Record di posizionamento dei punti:
* * * * *

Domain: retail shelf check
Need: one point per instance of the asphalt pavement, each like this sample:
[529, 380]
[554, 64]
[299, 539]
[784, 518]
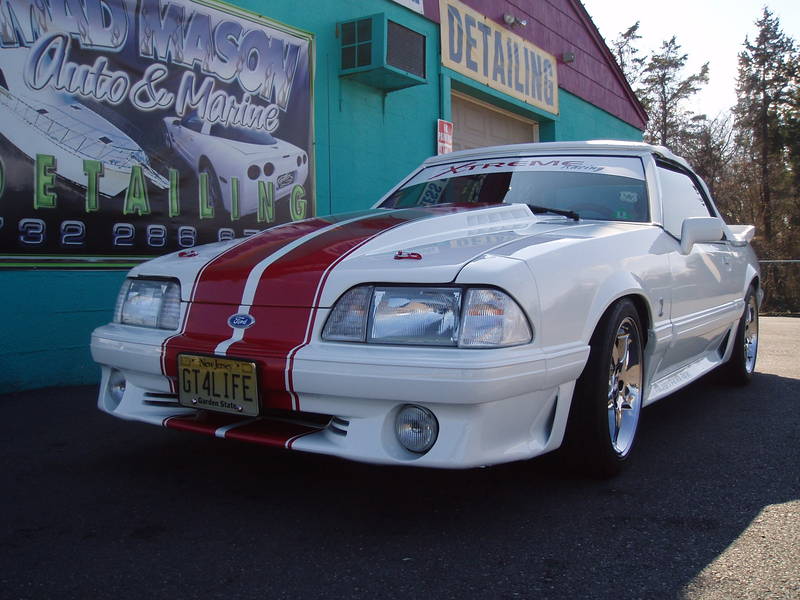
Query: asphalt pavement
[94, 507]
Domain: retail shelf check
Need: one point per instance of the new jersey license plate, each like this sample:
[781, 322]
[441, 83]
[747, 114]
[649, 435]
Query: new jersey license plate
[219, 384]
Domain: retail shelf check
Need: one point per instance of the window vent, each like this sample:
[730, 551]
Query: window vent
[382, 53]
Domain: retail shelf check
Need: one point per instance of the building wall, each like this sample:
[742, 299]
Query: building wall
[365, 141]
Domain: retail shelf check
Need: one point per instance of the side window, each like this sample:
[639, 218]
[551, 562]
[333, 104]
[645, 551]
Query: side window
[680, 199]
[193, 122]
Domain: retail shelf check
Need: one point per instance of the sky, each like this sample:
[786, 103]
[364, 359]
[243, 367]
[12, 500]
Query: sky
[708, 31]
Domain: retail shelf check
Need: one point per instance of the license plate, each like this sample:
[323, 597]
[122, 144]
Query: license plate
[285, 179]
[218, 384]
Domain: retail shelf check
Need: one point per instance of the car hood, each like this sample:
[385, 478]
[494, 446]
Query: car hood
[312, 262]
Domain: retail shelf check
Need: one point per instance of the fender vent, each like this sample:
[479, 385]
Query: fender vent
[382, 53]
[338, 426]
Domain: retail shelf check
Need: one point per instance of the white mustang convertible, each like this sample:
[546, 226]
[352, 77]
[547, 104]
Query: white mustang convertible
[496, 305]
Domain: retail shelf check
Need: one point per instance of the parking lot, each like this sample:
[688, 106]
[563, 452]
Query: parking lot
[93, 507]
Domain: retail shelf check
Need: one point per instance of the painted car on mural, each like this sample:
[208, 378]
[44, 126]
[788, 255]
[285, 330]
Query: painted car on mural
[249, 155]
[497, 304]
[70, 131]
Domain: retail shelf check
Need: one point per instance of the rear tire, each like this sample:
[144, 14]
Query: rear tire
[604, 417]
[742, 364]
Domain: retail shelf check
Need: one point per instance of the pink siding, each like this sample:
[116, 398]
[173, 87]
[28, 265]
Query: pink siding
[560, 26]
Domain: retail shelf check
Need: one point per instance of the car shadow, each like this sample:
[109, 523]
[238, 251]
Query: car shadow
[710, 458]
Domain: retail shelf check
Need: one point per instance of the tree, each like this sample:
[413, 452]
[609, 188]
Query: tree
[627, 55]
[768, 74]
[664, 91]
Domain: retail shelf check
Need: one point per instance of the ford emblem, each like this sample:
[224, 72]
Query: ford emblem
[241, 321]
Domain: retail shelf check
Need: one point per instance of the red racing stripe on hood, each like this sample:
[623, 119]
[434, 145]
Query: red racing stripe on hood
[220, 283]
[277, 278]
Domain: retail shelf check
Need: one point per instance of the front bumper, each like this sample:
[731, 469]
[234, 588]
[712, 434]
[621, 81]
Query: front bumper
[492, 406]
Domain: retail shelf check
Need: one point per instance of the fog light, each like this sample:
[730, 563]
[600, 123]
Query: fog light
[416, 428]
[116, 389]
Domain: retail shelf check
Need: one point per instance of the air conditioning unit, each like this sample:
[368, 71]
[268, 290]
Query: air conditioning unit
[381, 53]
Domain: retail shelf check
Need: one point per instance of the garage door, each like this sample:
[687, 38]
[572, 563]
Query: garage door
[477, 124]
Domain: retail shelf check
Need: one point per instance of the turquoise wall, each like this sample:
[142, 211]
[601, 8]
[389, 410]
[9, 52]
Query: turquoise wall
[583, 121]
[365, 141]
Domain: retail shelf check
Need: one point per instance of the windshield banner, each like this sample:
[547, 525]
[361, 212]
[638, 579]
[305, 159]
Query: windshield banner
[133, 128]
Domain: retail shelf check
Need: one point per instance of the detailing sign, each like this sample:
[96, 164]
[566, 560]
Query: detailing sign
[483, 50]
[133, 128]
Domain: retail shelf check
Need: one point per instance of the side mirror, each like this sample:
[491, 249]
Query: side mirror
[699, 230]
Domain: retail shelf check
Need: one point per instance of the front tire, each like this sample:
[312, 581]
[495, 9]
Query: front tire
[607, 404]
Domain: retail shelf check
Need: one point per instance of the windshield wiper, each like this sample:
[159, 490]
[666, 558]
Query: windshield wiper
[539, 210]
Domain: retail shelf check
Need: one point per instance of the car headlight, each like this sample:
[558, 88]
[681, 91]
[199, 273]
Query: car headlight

* * * * *

(Istruzione):
Conta le righe dei record che contengono la stringa "ford". Riporta soltanto il numero.

(Esito esercizio):
2